• **Work task**:
Go over the data and copy out each line with "instance" in it.

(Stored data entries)
___
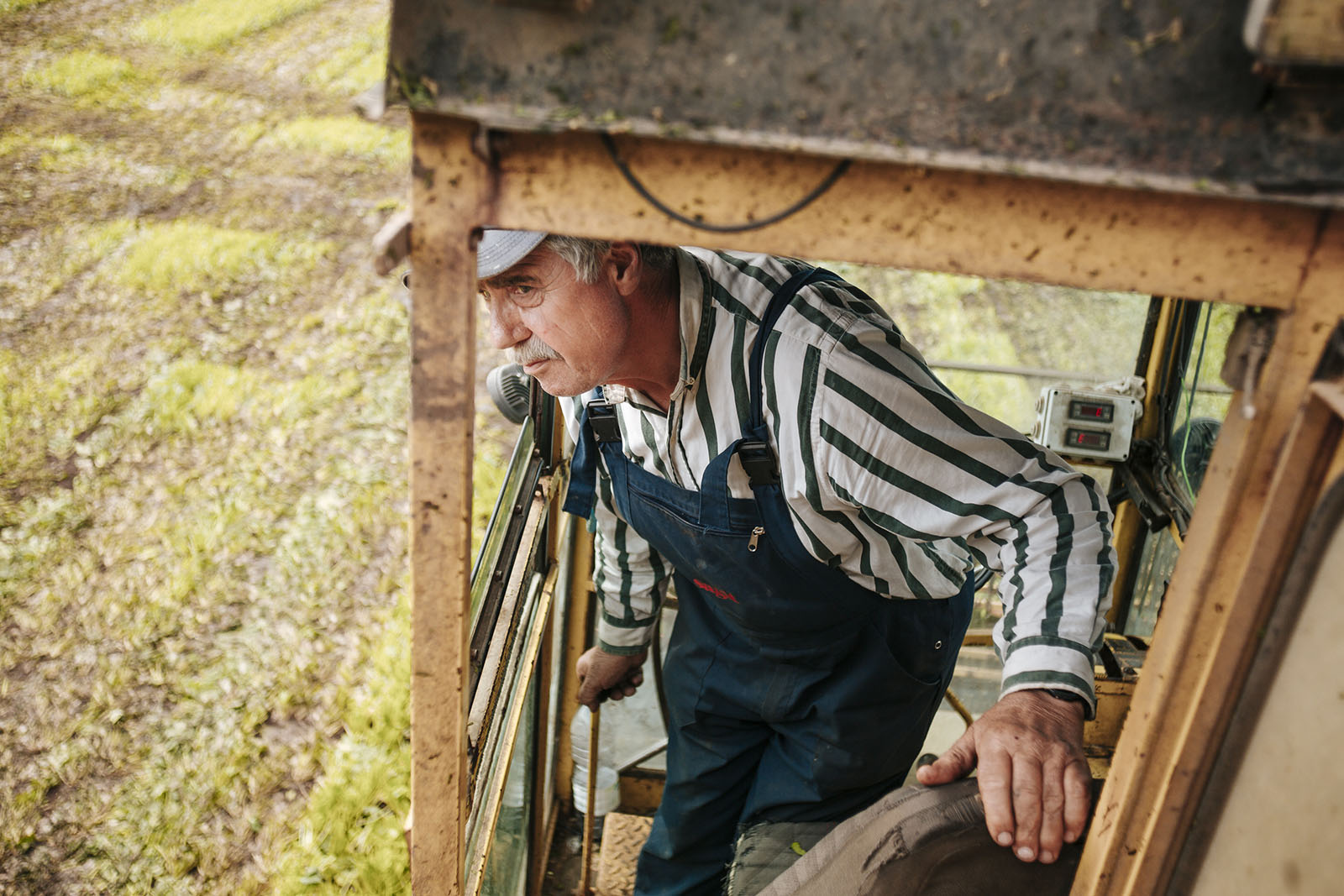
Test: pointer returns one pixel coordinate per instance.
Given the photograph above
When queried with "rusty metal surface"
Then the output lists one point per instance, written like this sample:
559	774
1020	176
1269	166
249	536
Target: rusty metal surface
___
• **Task solution**:
Test: pointer returns one pixel coordinate per instance.
Then the output lists one point per instance, written like this sample:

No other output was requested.